> _EXCERPT_:
::::
The German lines had been subjected to heavy bombardment for an entire week, and the Allies had the advantage of vastly superior numbers.

As the order came just after dawn to send the troops over the top, Captain Dawson was captured on film ushering his men, of the 1st Lancashire Fusiliers, along the trench. As commander of the company, he was one of the first on to the parapet. A few seconds later, he was also one of the first to be cut down by German machine-gun fire.

For decades, historians have argued over the veracity of the film shot that morning, the first day of the Battle of the Somme. Certainly, some scenes were re-enacted and filmed for propaganda purposes. But now, using a series of new scientific techniques, analysts have proved for the first time that most of the images are genuine, enabling them to identify many of the combatants and trace their surviving relatives.

One descendant who got to "meet" her grandfather, Captain Dawson, thanks to the documentary-makers was Anne Dawson.

The young captain, so fearlessly preparing to lead the advance - filmed that morning by the celebrated cinematographer Geoffrey Malins - miraculously survived the multiple gunshot wounds he sustained in the assault and was invalided back to Britain. He died in the mid-1960s, when Ms Dawson was still a small child.

"I knew that my grandfather had been injured at the Somme, but to actually, physically, see him there was amazing," said Ms Dawson, a former ITV newsreader and mother of two from Cheltenham, Gloucestershire.

"I was just fascinated to see him, and it was great for my daughters to be able to see their great-grandfather too. When he looks towards the camera, the family resemblance is incredible: he has a jawline and an expression on his face which look just like my father and my brother.

"I remember my grandfather as an avuncular, bald-headed man who sat me on his knee and played the harmonica. To see him so much younger and about to go into that horrible carnage was a very powerful experience. You can hear stories about relatives, but actually seeing him there made it absolutely real. It was very moving; the hairs on the back of my neck stood up and for a brief moment I was in that picture with him."
::::
> _MATERIAL_:
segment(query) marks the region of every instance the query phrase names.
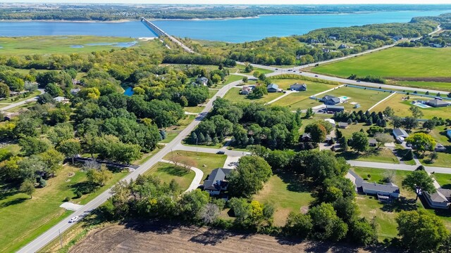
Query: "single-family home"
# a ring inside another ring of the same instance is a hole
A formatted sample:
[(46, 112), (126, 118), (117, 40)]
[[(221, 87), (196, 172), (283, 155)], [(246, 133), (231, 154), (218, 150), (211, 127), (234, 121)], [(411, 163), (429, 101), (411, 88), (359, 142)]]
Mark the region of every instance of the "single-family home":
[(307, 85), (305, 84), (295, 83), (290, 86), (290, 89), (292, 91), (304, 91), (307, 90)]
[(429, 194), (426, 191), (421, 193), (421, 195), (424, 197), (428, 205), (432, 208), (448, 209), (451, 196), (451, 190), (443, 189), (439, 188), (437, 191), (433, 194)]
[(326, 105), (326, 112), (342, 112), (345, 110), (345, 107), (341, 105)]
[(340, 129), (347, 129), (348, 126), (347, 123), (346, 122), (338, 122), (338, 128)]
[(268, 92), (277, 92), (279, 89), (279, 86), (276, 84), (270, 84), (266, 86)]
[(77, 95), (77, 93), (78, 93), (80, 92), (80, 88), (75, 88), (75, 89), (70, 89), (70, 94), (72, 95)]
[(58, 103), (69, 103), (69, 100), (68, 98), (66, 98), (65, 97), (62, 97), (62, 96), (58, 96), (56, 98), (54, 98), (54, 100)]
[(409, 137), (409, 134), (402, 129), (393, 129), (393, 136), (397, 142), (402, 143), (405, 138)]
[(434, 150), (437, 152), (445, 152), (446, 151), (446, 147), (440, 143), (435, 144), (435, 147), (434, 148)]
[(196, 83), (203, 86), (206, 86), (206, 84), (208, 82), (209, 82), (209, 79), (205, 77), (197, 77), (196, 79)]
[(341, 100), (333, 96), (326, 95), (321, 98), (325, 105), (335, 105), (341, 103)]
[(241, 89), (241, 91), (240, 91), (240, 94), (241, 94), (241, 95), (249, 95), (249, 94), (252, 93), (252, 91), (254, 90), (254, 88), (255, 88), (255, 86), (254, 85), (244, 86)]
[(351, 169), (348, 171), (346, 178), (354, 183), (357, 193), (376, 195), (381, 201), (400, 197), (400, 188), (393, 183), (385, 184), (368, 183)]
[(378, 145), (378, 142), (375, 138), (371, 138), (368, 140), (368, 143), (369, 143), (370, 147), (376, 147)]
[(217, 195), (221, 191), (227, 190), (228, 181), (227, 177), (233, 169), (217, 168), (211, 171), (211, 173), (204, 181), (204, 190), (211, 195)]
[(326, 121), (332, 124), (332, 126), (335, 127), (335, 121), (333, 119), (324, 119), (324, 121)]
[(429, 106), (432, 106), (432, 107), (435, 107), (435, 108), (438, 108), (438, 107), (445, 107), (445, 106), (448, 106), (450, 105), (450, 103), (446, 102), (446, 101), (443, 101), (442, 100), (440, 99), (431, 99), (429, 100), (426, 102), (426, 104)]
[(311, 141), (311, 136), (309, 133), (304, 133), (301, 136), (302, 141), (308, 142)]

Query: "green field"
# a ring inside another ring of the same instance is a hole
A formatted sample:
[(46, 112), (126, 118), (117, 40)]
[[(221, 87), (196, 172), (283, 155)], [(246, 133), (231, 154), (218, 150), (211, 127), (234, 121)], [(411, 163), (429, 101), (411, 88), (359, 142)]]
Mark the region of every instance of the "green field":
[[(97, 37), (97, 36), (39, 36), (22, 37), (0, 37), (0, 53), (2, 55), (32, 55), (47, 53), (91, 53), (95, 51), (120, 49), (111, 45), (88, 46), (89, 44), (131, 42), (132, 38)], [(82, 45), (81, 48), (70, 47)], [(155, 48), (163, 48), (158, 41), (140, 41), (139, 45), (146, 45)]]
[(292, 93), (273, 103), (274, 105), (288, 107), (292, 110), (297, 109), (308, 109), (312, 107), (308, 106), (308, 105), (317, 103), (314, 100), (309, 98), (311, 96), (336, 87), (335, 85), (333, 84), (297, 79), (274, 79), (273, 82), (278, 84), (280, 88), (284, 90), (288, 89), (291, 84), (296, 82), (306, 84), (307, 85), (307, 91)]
::::
> _PROBLEMS TO SOLVE_:
1. Quote the Somme article from "As the order" up to and including "was Anne Dawson.".
2. Write the next part of the article about the Somme footage, picking up after its last sentence.
The listing is separate material and has nothing to do with the Somme article.

> _RESULTS IN ORDER_:
1.
As the order came just after dawn to send the troops over the top, Captain Dawson was captured on film ushering his men, of the 1st Lancashire Fusiliers, along the trench. As commander of the company, he was one of the first on to the parapet. A few seconds later, he was also one of the first to be cut down by German machine-gun fire.

For decades, historians have argued over the veracity of the film shot that morning, the first day of the Battle of the Somme. Certainly, some scenes were re-enacted and filmed for propaganda purposes. But now, using a series of new scientific techniques, analysts have proved for the first time that most of the images are genuine, enabling them to identify many of the combatants and trace their surviving relatives.

One descendant who got to "meet" her grandfather, Captain Dawson, thanks to the documentary-makers was Anne Dawson.

2.
The first day of the Battle of the Somme was the bloodiest 24 hours in the history of the British Empire. By the next morning, nearly 60,000 young men - a large number of them civilian volunteers - would be lying dead or wounded on the killing fields of north-western France.

The Allied forces were attempting to break through German lines along a 25-mile front - both north and south of the River Somme. But far from the swift, decisive master-stroke that most were expecting, the battle swiftly descended into a hideous war of attrition, fought in the stinking, blood-spattered trenches of the western front.

The carnage has gone down in historical infamy, not least because of Malins's shocking footage - arguably the first film of battle in British military history.

When Malins's footage was released in British cinemas the following month under the simple title The Battle of the Somme, it was a sensation. The images of soldiers going over the top and into no-man's land, advancing on German positions under heavy machine-gun fire,and carrying back mortally wounded comrades, was nothing short of the UK's first box-office smash. The film attracted a domestic audience of 20 million - a figure not matched until the release of Star Wars in 1977, and accounting for nearly half the entire population of wartime Britain.

Now, on the eve of the 90th anniversary of the Somme, a team of documentary-makers and historical experts, including specialists from the Imperial War Museum, National Army Museum and Scotland Yard, has for the first time subjected the film to critical scientific analysis.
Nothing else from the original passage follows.